INPUT DATA ▸
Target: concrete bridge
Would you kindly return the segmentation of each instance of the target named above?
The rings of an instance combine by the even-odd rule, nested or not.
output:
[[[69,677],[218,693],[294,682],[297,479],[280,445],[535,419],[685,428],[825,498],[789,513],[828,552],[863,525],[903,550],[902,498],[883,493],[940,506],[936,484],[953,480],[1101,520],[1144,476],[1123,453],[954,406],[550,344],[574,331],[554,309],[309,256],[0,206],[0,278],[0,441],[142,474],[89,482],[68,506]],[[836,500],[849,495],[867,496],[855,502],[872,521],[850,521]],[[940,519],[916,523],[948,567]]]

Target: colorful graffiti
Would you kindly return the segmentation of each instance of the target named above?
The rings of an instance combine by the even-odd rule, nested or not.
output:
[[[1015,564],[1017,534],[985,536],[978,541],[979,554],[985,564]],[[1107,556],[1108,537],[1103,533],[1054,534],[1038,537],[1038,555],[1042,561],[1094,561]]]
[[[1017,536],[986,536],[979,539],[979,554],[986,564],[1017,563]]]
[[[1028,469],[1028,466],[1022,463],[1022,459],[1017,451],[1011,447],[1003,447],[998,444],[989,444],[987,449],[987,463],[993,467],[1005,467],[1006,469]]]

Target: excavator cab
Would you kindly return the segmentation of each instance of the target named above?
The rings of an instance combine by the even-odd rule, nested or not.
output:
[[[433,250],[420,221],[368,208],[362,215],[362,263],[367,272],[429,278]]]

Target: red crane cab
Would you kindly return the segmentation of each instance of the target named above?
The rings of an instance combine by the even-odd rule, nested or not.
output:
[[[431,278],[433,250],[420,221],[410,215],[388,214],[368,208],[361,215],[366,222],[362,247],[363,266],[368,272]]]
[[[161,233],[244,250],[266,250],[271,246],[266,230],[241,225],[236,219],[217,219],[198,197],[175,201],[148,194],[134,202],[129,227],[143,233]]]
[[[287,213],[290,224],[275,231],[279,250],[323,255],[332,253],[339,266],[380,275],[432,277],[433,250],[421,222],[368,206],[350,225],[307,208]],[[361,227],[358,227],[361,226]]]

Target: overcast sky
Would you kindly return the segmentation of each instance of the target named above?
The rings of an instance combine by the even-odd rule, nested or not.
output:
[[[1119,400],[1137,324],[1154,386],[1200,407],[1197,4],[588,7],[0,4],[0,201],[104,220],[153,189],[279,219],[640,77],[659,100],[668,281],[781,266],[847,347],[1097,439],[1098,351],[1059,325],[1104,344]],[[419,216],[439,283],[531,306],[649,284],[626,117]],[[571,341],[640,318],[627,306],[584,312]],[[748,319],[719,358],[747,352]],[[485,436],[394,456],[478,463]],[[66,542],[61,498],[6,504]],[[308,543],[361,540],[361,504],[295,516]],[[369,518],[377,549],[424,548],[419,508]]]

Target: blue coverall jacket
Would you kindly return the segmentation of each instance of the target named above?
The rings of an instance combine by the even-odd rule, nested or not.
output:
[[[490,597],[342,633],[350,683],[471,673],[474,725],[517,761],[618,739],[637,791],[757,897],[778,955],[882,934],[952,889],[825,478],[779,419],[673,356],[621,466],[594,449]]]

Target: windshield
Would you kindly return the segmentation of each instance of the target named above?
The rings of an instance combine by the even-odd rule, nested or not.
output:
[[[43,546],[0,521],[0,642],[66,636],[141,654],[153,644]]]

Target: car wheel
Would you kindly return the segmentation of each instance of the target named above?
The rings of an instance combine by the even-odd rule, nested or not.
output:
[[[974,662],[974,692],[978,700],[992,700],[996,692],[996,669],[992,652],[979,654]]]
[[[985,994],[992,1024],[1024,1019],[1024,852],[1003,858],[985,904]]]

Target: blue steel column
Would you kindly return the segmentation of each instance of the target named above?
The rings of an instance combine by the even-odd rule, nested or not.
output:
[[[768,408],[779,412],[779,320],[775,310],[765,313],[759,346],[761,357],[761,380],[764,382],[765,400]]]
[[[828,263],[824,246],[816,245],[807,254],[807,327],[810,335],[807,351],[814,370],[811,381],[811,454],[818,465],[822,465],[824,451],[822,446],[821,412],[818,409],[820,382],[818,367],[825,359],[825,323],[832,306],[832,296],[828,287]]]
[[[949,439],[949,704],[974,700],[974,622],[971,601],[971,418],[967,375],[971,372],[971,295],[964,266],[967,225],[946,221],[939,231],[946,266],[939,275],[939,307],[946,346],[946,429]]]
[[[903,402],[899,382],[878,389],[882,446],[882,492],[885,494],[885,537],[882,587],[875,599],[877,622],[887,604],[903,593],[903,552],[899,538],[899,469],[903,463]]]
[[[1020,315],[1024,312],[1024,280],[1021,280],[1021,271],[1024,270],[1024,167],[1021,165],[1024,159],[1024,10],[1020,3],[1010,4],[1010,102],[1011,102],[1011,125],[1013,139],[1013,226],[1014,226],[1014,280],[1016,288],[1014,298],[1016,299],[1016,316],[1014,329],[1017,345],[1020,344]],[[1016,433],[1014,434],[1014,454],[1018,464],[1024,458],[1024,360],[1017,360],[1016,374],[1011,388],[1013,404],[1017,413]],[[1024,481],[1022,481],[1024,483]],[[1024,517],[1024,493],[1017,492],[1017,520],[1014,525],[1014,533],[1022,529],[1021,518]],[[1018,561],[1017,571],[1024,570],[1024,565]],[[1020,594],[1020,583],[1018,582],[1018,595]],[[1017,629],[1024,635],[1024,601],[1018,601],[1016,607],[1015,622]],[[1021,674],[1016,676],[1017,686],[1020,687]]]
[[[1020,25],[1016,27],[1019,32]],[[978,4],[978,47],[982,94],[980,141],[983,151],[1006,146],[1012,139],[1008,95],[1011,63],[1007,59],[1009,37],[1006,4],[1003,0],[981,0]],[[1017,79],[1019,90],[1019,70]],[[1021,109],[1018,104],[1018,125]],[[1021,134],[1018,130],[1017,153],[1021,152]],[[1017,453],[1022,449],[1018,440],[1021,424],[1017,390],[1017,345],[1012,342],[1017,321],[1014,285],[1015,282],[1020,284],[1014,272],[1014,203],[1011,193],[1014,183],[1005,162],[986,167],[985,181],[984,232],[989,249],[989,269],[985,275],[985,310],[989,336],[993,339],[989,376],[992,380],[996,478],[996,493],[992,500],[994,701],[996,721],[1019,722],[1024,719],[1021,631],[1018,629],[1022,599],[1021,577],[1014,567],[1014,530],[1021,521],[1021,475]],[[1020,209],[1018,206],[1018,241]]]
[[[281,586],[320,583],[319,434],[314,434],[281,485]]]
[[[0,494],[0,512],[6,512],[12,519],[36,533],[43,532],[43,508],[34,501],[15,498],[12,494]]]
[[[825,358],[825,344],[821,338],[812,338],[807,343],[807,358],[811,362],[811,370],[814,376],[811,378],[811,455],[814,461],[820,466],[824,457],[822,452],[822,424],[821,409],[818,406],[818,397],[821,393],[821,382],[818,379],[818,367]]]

WHAT THE EXERCISE ASKS ▸ Every line above carrying the word "blue" needs to be shown.

FINAL ANSWER ▸
Target: blue coverall jacket
Target: blue steel column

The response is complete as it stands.